## Dataset content
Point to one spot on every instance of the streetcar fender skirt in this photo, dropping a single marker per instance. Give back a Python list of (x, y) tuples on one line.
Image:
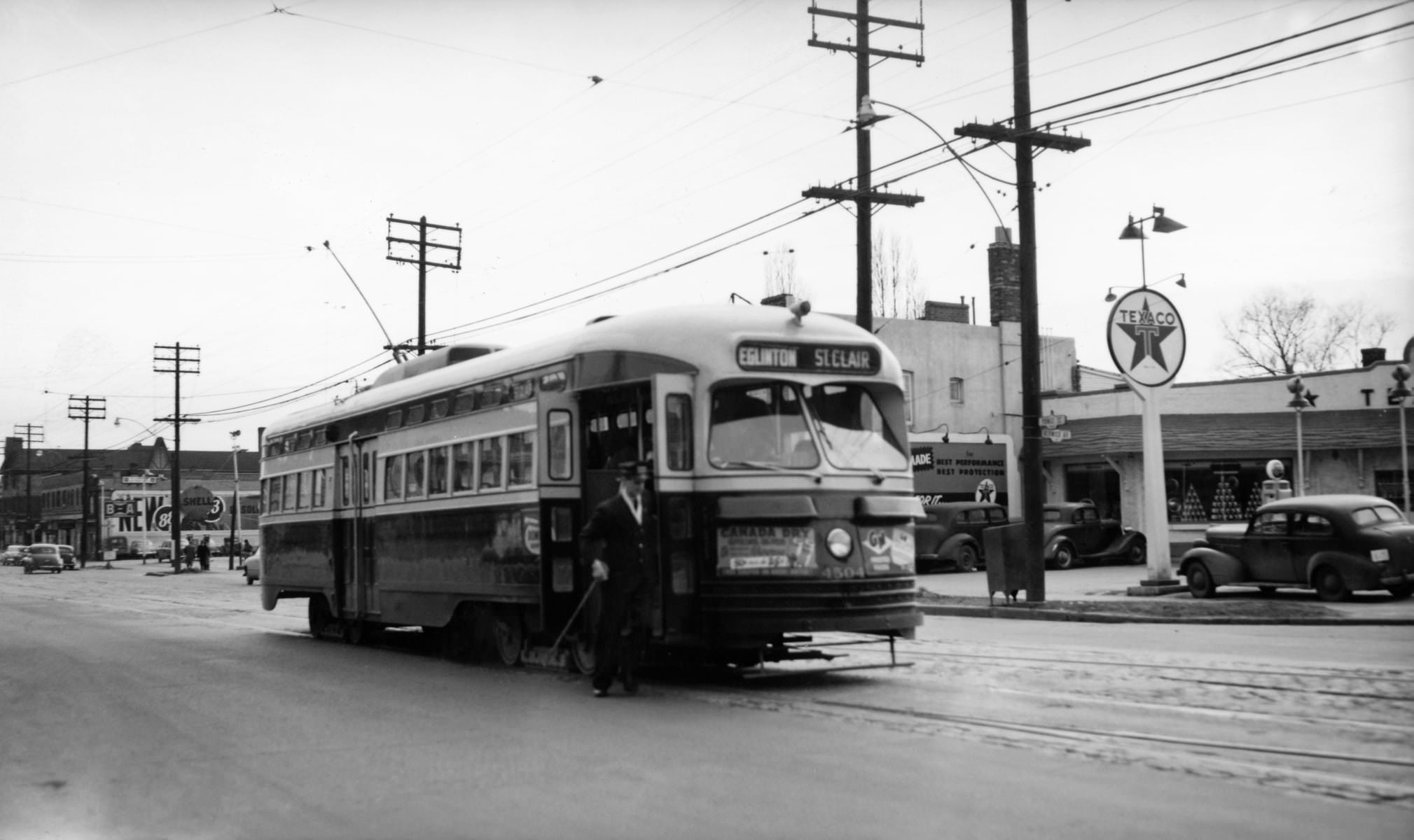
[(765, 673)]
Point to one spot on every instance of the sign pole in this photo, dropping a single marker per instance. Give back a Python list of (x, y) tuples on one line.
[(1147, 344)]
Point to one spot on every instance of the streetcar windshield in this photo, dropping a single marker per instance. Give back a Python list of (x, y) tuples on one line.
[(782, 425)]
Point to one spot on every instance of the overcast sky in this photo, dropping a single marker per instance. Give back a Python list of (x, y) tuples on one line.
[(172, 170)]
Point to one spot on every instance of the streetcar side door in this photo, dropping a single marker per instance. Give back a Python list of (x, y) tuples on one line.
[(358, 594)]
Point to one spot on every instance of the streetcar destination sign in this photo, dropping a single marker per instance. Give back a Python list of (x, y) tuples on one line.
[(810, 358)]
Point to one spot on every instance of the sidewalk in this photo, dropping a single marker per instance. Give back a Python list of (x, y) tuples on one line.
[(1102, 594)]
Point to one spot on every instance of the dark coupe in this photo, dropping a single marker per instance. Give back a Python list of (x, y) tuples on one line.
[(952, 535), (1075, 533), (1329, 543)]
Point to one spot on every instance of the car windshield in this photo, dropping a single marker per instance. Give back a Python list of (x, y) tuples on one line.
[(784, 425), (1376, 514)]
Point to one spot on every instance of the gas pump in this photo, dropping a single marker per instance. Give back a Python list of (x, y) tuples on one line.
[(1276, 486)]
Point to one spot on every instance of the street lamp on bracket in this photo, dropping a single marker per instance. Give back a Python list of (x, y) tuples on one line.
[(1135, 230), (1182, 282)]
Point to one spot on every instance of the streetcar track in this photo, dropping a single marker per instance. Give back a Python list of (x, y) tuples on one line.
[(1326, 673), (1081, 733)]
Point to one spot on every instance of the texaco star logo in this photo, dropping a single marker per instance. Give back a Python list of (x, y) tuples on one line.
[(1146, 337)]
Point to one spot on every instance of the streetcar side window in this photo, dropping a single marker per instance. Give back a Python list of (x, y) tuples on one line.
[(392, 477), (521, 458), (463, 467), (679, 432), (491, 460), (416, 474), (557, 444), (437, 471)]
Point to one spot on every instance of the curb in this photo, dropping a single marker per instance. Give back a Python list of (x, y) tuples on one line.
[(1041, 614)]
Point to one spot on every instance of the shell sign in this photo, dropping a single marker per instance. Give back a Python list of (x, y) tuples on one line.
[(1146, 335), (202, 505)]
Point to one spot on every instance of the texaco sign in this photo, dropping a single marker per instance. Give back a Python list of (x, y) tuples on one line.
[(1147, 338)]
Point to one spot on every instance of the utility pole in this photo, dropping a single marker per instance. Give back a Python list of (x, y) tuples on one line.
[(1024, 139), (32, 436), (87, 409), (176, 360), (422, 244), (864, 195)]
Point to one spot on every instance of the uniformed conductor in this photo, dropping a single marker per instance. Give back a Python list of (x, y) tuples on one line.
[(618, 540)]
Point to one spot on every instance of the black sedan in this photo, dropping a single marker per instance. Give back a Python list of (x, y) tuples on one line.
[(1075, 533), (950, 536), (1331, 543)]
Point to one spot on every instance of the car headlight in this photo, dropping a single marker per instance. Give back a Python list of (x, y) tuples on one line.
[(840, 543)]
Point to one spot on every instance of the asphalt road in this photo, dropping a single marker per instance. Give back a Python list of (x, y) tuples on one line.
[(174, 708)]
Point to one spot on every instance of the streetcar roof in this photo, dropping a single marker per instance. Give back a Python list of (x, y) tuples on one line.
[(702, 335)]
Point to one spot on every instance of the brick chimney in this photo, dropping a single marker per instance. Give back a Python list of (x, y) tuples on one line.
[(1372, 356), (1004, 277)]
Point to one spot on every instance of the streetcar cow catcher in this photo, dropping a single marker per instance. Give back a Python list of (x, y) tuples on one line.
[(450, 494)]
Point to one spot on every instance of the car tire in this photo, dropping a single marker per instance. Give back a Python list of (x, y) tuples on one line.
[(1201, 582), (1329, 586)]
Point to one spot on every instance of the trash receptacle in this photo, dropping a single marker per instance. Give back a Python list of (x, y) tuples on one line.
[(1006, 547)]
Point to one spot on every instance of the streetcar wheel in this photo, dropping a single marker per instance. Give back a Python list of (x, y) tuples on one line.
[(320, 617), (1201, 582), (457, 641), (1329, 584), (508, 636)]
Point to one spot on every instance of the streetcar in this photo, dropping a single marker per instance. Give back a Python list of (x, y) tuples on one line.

## Work to complete
Please print all of the material above word for word, leaving out the pictures.

## Exercise result
Point to one spot on every instance of the streetcar fender skirt in this photo, dropping a single marker per instance. Give back a Python list of (x, y) tuples on one line.
Image:
[(765, 673)]
Point to one spot on every instance of the sign pole in this photo, dropping a single marker per instance. Give back a Python list of (x, y) tuples on one line.
[(1147, 344)]
Point to one spot on every instance of the streetcar windshield in this photo, dropping a single marker per instance. Give back a Python list of (x, y) tuples on one line.
[(782, 425)]
Point to one spot on every instance of the overcast sky in this photo, dropping a single marker per instance. Give back a Python list of (x, y) tuples on one line.
[(172, 170)]
Point to one spot on every instance of the streetcar side door in this photo, dropping a single marker per instance. Give back a Python list of (x, y) tuples on one line.
[(358, 594)]
Point to one spot on every instance of the streetcar destination sign in this photo, dropping a single marker per instance. Give back a Python list of (x, y) tuples on one line.
[(810, 358)]
Point to one spot on every instance of the sidewalk in this photo, dropping a single marker per instance. Give back a Python list of (x, y) tuples on one line.
[(1102, 594)]
Point to one spot on every instance of the dark coupe in this photo, dropping a single marker per instance. Give back a Python list of (x, y) tuples on one line.
[(952, 535), (1075, 533), (1329, 543)]
Point to one spot on every instance of the car windshield in this photo, dropping a single marker per instance. Give back a Python list of (x, y) tuples on one line.
[(784, 425), (1376, 514)]
Point to one spot on every instance of the gas pump in this photo, dropping a single marker per instance. Give back a Python list of (x, y) tuples on one line.
[(1276, 486)]
Point to one spot on every instance of the street lamp on bracket in this photo, dropping a single marker per instance. Give back a Python list of (x, y) tuples on one line.
[(1135, 230), (1182, 282)]
Point to one spot on every instance of the streetcar track in this photo, dropping a single marker per instance. Give back a Python list of (x, y) tuples on one line.
[(1326, 673), (1081, 733)]
Point to one spot on every instance of the texaco star logo in this photo, dropping a single marker per instance. Give back a Python list of (x, y) tuples on one line.
[(1146, 337)]
Point to one spot on every instance of the streetcar side window in this photo, dropping a single marker per instance. Give back a Python list of (x, y) tuples on one line.
[(392, 477), (521, 458), (463, 467), (679, 432), (491, 460), (416, 474), (557, 444), (437, 471)]
Point to one spot on every instance of the curb in this photo, dropping a single marker per instance. Give back a Python list of (x, y) tuples on one line.
[(1041, 614)]
Point to one spot on every instance of the shell sign in this photo, dropping a single marker per instance. Give back a Python list of (x, y) tuples on one line.
[(1146, 335), (202, 505)]
Point to one spot on every instance of the texaco sign in this photo, dropping a single marker per instance. Give back a Python list of (x, y) tuples on one line.
[(1147, 338)]
Point to one spot on every instance of the utility pole in this photo, dropping a single marker per instance. Give back a Python list of (x, y) tuples on one line.
[(1024, 139), (32, 436), (87, 409), (176, 360), (422, 244), (864, 195)]
Point to one spot on every instance of the uniformed conductor in this photo, dropping a single marker per instance. Give back a Python list of (x, y) tuples on one line.
[(618, 540)]
Point to one spot on every instance of the black sedan in this photo, dropping a single marker per instance. Give back a Python list of (x, y) tuples on one line.
[(1075, 533), (950, 536), (1331, 543)]
Point to one spot on every instance of the car headlight in this photo, dropping a single marker per instance. Give back a Python list of (x, y) tuples on one line.
[(840, 543)]
Point to one spot on every instance of the asphalt road in this photo, dropping a single marker per instance. Give back a Python list of (x, y) tuples on one line.
[(174, 708)]
Point to one spot on every instance of the streetcar roof in this photo, dropping a single marker per instance. Give back a Python list of (x, y) tuples on one line.
[(702, 335)]
Point to one spot on every instance of the brick chimney in this photo, dropping a single marker per instance. Give back a Python list of (x, y) tuples on one line.
[(1372, 356), (1004, 277)]
Point to one spot on every instance of the streetcar cow catcher in this photo, dropping a single marker per instance. Give back a Python list of (x, y) tuples on one line.
[(450, 494)]
Point to one spot on every instance of the car tire in this photo, dropping a single marker per instance. Give back a Python list of (x, y) tuples on one line.
[(1201, 582), (1329, 586)]
Point to one spot on every instance of the trash receptacle in this photo, dropping a single marker per instance. Give back a Python list of (x, y) tuples on one line.
[(1006, 547)]
Point to one spot on every instance of the streetcar wheel in this photo, dropping a single marker per instance. Give back a Python list of (x, y) tuples on one line.
[(320, 617), (1201, 582), (457, 641), (1329, 584), (508, 636)]
Point to one spot on every instance of the streetcar in this photo, dropping a single marker per instance. Give back a Python list of (x, y) tuples on one line.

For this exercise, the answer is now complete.